When the Praying Indians returned from Deer island, their tools and livelihood were gone and others lived in their homes, some of which were wetu, made out of tree bark and straw and shaped like igloos, and some were English-style homes, she said.
Today when children ask her where they live and if they still hunt, she tells them, "We live in houses now like you do, and we hunt at Stop & Shop."
Praying Indian Chief Waban was one of the survivors who left Deer Island. Eventually he and other chiefs died and the Praying Indians spent the next three centuries without a leader. Their church and land were taken away and their language halted, she said. "There was a disconnect for more than 300 years before we restored what was taken from our culture."
Caring Hands lives in Stoughton. In the 1600s, royalty of the Natick Praying Indians lived there.
As Praying Indians they meet every problem with prayer, said the 56-year-old chief, who prayed recently before a Natick School Committee meeting where she talked about the Redmen logo, which sparked a controversy in town.
In that meeting she suggested "Red Hawk Men" for the Redmen nickname. Caring Hands wants to be one with Natick. To do that, she said she would like to meet with Natick High School students.
"I would particularly like to speak to the juniors and seniors because it is there that there is the maximum amount of pride, school spirit and self identity," she said. "I would like to give students a chance to let them ask questions and let them know we have wrestlers, football players and track stars, too."
When her tribe has stronger needs, such as issues that affect its survival, elders come together for prayer. The Eliot Church where they once prayed still exists, and she said they are hopeful to one day again be able to share in worship there."For the past two years we spoke with them about gathering at least one Saturday a month."
Today, each member of the tribe attends church separately. They gather for celebrations and ceremonies such as birthdays, weddings, or a young member's achievement.
Pamela Ellis, a Nipmuc historian and genealogist for the Natick Nipmuc Council, said it is difficult for Indians to preserve their traditions, just as it is for other ethnic groups, she said.
Caring Hands previously worked in a victims advocate pilot court program. Eventually the program was used in all courts throughout the state.

[Saved data entries]

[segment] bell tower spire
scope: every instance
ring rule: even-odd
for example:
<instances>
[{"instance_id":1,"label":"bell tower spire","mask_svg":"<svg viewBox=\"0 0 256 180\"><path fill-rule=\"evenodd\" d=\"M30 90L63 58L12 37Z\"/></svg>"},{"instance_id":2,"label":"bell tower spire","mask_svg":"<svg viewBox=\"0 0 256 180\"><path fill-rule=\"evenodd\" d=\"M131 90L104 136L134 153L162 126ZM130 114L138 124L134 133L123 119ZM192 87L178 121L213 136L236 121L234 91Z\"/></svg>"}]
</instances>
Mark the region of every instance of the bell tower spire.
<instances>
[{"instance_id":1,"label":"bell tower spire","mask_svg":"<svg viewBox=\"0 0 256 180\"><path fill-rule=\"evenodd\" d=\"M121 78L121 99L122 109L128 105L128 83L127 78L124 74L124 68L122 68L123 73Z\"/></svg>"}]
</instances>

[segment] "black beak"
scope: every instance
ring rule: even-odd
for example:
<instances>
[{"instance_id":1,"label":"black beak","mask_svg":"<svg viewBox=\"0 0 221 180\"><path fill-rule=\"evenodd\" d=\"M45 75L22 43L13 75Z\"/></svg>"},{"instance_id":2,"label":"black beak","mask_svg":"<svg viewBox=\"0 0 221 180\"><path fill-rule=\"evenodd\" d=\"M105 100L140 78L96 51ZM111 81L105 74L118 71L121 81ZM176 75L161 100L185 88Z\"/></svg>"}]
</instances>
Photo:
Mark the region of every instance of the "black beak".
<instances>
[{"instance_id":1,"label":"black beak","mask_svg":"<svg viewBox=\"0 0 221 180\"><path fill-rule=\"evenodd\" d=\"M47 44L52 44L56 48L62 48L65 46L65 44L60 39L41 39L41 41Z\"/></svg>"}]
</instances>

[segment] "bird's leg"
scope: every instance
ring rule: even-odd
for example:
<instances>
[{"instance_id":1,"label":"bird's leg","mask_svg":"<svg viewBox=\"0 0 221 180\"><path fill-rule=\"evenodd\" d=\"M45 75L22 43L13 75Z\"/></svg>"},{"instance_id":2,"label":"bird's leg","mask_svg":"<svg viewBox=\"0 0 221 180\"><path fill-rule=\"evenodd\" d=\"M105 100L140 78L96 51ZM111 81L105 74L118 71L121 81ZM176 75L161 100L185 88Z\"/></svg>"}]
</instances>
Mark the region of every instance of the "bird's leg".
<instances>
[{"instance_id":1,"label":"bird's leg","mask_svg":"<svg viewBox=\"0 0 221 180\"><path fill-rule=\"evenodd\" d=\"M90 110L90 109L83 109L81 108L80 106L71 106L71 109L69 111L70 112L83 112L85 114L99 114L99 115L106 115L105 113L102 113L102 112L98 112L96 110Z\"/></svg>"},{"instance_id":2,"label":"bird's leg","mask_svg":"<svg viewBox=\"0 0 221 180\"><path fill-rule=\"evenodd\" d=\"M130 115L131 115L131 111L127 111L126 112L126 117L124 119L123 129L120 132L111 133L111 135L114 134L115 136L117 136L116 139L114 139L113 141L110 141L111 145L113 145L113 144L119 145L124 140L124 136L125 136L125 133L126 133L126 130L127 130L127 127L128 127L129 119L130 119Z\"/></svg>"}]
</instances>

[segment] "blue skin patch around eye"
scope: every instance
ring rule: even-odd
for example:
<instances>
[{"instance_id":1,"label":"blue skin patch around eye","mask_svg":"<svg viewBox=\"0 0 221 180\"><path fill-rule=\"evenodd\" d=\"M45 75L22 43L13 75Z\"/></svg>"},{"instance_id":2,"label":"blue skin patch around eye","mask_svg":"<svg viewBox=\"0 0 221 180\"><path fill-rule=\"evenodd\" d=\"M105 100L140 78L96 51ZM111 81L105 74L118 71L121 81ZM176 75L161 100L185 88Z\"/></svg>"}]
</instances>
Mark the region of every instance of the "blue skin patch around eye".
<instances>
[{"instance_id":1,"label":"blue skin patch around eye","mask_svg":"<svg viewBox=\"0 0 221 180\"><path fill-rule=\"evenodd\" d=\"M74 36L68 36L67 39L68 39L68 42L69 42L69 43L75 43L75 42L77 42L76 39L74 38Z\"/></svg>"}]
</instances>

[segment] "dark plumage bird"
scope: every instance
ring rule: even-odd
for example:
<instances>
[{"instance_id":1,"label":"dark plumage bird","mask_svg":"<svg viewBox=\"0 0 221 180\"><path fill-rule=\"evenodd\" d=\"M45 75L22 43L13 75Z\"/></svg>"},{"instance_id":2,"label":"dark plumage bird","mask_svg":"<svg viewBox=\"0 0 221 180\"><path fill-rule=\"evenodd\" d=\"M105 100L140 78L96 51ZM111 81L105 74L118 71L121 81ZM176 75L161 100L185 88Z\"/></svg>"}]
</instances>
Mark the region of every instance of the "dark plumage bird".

* _Task details_: In the passage about the Natick Praying Indians, copy the portion that starts with the words containing "Today, each member" and ends with "groups, she said.".

* _Response area_:
Today, each member of the tribe attends church separately. They gather for celebrations and ceremonies such as birthdays, weddings, or a young member's achievement.
Pamela Ellis, a Nipmuc historian and genealogist for the Natick Nipmuc Council, said it is difficult for Indians to preserve their traditions, just as it is for other ethnic groups, she said.